D’accordissimo su tutto, Ernesto, sul concetto di sintesi tra le anime socialiste, ambientaliste, liberali, radicali, solidariste.
D’accordissimo con l’imperativo : provare a vincere e a governare, non “testimoniare” da una nicchia tutto sommato narcisistica.
Ma sono in sintonia anche con Antonio, come lui con noi : ieri sono stato solo frainteso, probabilmente, ma ciò non costituisce alcun problema.
Vi abbraccio tutti
Massimiliano
P.s. Qual è la vostra opinione (anche come procedura più democratica e costituzionalmente sana ) riguardo alla questione voto sùbito- non voto sùbito ?
Grazie!
P.s. non avevo letto il pezzo di Sergio, la mia risposta dunque è da considerarsi precedente. Leggerò Sergio appena posso!
Massimiliano
Ecco, letto.
Ora si scatenerà un putiferio sul blog… ma é doveroso continuare ad arricchirci dei nostri diversi pensieri. Con ironia, oltre alla naturale asprezza dell’agone intellettuale.
Io in linea generale leggo con interesse il pezzo di Sergio : anche a me qualcosa non torna, sento che qualcosa non va in questo tentativo di metter su una maggioranza pd-5s, che rischia di sgretolarsi in un modo (se possiile) ancor più teatrale di quello a cui abbiamo assistito con l’ormai ex maggioranza.
È una sensazione, non so.
Ieri Lucia Annunziata, sul Post, scriveva che a suo avviso rischia di essere un operato poco “democratico” allungare i tempi del voto, azione che contribuirebbe a scavare ancor più il solco profondo che già divide cittadini italiani e istituzioni.

----

> **CONSEGNA 1**
Riporta senza modifiche la parte del brano che comincia con le parole contenenti "P.s. non avevo" e termina con "sensazione, non so.".
> **CONSEGNA 2**
Secondo il brano, che cosa scriveva ieri Lucia Annunziata sul Post?
> **CONSEGNA 3**
Quali sono tutte le anime che il brano indica nel concetto di sintesi?

----

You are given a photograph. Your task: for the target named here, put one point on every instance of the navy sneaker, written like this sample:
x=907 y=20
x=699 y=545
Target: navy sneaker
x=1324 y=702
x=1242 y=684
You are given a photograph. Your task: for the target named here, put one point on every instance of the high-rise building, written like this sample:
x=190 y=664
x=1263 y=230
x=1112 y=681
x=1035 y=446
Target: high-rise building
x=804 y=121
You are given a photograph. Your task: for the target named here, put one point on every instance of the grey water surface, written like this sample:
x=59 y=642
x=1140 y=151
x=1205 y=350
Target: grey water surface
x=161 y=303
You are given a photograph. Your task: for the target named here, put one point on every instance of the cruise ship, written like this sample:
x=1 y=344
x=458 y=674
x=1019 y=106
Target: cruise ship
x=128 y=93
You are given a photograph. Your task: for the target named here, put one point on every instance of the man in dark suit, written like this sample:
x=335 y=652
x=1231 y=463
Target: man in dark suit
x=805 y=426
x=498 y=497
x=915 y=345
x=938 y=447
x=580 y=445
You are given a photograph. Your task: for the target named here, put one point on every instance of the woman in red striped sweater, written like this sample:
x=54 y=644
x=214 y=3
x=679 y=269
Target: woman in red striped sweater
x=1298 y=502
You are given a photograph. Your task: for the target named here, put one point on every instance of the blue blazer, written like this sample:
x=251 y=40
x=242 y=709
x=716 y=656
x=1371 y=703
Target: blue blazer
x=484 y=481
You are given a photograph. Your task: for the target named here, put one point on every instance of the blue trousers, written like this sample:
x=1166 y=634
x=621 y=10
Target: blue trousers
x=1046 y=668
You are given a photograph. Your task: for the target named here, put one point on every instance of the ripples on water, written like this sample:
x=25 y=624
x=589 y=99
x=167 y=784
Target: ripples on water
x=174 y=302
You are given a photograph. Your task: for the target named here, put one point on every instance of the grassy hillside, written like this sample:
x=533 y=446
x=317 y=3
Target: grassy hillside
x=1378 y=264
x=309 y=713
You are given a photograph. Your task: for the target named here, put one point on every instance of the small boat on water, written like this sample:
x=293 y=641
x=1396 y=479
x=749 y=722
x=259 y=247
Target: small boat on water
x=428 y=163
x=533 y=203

----

> **SOLUZIONE 1**
P.s. non avevo letto il pezzo di Sergio, la mia risposta dunque è da considerarsi precedente. Leggerò Sergio appena posso!
Massimiliano
Ecco, letto.
Ora si scatenerà un putiferio sul blog… ma é doveroso continuare ad arricchirci dei nostri diversi pensieri. Con ironia, oltre alla naturale asprezza dell’agone intellettuale.
Io in linea generale leggo con interesse il pezzo di Sergio : anche a me qualcosa non torna, sento che qualcosa non va in questo tentativo di metter su una maggioranza pd-5s, che rischia di sgretolarsi in un modo (se possiile) ancor più teatrale di quello a cui abbiamo assistito con l’ormai ex maggioranza.
È una sensazione, non so.

> **SOLUZIONE 2**
Che allungare i tempi del voto rischia di essere un operato poco “democratico”, perché contribuirebbe a scavare ancor più il solco profondo che già divide cittadini italiani e istituzioni.

> **SOLUZIONE 3**
Socialiste, ambientaliste, liberali, radicali, solidariste.